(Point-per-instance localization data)

####

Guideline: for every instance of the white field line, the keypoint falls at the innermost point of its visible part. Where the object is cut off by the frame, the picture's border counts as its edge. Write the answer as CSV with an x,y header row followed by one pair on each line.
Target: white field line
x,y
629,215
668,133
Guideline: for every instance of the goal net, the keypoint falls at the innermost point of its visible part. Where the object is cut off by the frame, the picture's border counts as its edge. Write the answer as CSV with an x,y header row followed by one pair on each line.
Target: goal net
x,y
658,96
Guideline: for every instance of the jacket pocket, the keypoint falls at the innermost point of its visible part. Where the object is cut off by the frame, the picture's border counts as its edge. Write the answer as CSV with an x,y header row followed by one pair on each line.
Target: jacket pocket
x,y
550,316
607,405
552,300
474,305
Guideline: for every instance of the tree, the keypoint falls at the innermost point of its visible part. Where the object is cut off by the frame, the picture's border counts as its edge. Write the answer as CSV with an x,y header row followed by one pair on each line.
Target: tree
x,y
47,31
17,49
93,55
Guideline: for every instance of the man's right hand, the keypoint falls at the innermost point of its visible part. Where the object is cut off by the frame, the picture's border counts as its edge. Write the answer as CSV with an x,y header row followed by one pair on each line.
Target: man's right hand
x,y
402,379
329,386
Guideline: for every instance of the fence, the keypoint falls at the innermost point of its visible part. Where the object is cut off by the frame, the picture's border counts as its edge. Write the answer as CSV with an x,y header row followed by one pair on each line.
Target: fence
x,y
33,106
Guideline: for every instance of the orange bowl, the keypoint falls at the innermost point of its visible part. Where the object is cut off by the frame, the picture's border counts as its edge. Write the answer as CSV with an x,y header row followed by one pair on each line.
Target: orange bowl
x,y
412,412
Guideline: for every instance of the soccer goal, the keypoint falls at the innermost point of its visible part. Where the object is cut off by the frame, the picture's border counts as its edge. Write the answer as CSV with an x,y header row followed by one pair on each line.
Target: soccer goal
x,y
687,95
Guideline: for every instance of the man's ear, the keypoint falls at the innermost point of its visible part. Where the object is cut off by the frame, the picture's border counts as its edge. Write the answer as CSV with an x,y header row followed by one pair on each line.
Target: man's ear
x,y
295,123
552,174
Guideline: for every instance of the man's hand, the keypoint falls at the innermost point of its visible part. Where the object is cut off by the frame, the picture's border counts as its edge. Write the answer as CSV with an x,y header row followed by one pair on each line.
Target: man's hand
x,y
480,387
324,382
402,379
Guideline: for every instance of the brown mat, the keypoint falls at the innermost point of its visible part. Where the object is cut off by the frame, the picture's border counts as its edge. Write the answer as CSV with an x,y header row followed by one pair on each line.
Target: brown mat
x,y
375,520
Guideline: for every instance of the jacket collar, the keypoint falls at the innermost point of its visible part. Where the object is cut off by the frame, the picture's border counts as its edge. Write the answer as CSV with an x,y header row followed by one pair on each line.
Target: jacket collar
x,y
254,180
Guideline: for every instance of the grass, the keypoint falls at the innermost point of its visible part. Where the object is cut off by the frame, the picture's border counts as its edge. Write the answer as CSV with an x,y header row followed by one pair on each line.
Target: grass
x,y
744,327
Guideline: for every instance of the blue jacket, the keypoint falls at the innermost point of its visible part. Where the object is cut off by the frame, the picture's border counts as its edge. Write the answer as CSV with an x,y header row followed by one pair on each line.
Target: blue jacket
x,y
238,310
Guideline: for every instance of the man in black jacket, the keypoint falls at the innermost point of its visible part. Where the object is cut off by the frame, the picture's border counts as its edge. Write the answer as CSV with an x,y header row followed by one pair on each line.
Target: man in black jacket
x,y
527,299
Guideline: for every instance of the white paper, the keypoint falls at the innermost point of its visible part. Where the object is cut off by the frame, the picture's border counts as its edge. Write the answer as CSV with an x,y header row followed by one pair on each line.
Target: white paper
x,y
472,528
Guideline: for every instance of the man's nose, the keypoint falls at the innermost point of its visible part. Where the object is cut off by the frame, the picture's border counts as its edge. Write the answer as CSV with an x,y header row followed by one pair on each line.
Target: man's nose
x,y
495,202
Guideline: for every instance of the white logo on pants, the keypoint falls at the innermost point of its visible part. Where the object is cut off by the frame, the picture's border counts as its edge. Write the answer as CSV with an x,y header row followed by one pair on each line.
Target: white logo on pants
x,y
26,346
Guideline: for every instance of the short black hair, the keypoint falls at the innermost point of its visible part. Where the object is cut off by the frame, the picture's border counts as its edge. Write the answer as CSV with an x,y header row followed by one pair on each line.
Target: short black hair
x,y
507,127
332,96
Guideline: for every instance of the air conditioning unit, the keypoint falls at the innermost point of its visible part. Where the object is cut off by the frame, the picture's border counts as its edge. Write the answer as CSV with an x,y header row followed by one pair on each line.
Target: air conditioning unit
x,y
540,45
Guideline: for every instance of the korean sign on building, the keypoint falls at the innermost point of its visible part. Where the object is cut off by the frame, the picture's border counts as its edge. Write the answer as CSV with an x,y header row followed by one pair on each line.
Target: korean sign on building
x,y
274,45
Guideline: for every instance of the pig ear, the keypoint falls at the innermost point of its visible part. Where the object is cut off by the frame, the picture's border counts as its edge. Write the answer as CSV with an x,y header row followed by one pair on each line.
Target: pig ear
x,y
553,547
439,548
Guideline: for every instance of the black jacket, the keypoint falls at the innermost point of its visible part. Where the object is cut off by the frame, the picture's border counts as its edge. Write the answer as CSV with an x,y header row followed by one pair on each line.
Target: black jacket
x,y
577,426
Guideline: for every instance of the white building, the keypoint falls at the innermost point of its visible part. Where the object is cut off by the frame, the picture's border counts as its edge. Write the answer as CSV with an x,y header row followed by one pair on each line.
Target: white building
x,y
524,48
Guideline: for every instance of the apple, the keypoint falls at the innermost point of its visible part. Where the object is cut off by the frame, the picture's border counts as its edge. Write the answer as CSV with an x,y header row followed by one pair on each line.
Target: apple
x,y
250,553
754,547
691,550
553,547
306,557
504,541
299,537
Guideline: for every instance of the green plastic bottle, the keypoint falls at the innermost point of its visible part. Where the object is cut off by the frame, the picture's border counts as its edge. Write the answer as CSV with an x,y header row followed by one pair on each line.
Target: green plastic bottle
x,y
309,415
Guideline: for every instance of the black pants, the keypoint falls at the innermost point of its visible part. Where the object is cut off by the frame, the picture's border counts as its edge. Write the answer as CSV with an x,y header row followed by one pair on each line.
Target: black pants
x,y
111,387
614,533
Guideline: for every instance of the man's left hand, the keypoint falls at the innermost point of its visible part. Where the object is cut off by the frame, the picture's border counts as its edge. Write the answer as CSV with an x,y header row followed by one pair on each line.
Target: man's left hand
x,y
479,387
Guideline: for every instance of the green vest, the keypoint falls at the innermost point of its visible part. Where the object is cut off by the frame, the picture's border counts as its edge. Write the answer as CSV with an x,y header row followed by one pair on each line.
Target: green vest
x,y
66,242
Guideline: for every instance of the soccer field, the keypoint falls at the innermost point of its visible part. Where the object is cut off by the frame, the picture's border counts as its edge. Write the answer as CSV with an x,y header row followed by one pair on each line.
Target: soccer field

####

Work required: Please give back, exactly as it stands above, the stretch from the line with "Target: white paper" through the line with "Guideline: for every instance of the man's nose, the", and no line outside it.

Written answer:
Target: white paper
x,y
472,528
Guideline: for every instance of the man's nose, the keypoint falls at the innermost point of its visible part. Where the object is cut off by the frame, the picture's border counts as its edge. Write the answer as CSV with an x,y header row followed by one pair on each line.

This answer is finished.